Repeat the lines exactly, everything from the line containing "[outline] blue traction pad, every instance" down to the line containing "[[0,32],[127,28],[163,18],[155,0],[5,0]]", both ends included.

Start Dataset records

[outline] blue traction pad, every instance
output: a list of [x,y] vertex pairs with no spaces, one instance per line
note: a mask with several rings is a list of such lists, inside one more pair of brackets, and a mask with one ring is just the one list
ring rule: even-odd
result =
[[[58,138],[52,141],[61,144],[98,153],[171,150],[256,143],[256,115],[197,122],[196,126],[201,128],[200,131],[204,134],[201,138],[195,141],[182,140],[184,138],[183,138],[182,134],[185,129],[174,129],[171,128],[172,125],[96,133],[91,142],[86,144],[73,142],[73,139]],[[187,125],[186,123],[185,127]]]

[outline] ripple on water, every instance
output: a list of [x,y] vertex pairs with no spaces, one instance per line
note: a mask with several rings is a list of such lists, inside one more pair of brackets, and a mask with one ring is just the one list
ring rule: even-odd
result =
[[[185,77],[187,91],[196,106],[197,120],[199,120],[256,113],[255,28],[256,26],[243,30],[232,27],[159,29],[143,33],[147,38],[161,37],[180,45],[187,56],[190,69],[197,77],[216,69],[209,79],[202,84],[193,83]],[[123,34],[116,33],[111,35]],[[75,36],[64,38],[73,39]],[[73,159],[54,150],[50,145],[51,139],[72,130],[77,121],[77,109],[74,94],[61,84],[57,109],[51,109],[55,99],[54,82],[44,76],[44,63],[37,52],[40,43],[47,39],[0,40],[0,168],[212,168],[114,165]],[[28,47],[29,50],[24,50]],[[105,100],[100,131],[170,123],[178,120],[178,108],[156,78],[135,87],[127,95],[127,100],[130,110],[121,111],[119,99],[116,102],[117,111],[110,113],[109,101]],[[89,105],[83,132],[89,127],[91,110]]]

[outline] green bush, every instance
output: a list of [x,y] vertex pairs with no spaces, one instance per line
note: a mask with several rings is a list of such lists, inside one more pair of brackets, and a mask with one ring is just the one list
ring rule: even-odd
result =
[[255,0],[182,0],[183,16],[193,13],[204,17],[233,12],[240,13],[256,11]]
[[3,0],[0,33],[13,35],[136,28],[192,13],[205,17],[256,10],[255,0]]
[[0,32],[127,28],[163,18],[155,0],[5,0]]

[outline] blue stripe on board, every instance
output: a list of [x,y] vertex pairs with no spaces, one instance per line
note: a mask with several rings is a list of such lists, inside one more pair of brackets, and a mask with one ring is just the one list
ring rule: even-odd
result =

End Dataset records
Start Dataset records

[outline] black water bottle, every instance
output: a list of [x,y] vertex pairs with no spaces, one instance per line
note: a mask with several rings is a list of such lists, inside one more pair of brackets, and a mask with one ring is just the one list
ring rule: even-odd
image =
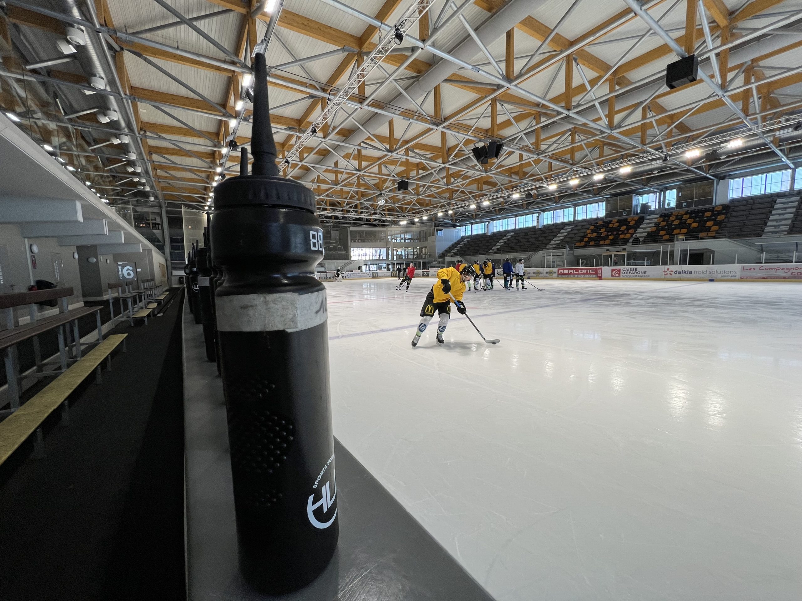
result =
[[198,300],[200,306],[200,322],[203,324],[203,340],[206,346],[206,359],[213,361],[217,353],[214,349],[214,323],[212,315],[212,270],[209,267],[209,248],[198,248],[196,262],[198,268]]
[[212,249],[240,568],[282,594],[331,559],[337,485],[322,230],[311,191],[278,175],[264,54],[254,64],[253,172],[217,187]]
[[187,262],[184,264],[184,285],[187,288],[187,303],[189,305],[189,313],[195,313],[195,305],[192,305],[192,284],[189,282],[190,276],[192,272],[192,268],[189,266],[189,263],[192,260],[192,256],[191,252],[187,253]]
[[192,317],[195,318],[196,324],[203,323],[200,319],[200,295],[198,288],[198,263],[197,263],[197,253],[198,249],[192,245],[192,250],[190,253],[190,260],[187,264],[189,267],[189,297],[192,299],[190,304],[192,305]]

End Dataset records

* **Result of this task**:
[outline] blue traction pad, every instance
output: a list of [x,y] vertex pairs with no spaces, one instance per line
note: a mask with several rings is a list of such lists, inside one more pair of brackets, and a mask with one ring is just the one list
ring rule: even-odd
result =
[[[58,138],[52,141],[61,144],[98,153],[171,150],[256,143],[256,115],[197,122],[196,126],[201,128],[200,131],[204,134],[201,138],[195,141],[182,140],[184,138],[183,138],[182,134],[185,129],[174,129],[171,128],[172,125],[96,133],[91,142],[86,144],[73,142],[73,139]],[[187,125],[186,123],[185,127]]]

[outline] ripple on water, every instance
output: a list of [x,y] vertex pairs with no spaces, one instance per line
note: a mask with several rings is a list of such lists, inside one more pair of brackets, and a mask with one ring is just the one list
ring rule: even-odd
result =
[[[185,77],[187,91],[196,106],[197,120],[199,120],[256,113],[255,28],[256,26],[243,30],[232,27],[159,29],[143,33],[147,38],[161,37],[180,45],[187,56],[190,69],[197,77],[216,69],[209,79],[202,84],[193,83]],[[123,34],[116,33],[111,35]],[[75,36],[64,38],[73,39]],[[73,159],[54,150],[50,145],[51,139],[72,130],[77,121],[77,109],[74,94],[61,84],[57,109],[51,109],[55,99],[54,82],[44,76],[44,63],[37,52],[40,43],[47,39],[0,40],[0,168],[212,168],[114,165]],[[28,47],[29,50],[24,50]],[[105,100],[100,131],[170,123],[178,120],[178,108],[156,78],[135,87],[127,95],[127,100],[130,110],[121,111],[119,99],[116,102],[117,111],[110,113],[109,101]],[[89,105],[83,132],[89,127],[91,110]]]

[outline] green bush, every instance
output: a list of [x,y] vertex pairs with no spaces, one instance per line
note: a mask with several rings is a list of such lists, inside one more pair of brackets, and a mask with one ring is just the one list
ring rule: even-odd
result =
[[255,0],[182,0],[183,16],[193,13],[204,17],[233,12],[240,13],[256,11]]
[[3,0],[0,33],[13,35],[136,28],[192,13],[205,17],[256,10],[255,0]]
[[0,32],[127,28],[163,18],[155,0],[5,0]]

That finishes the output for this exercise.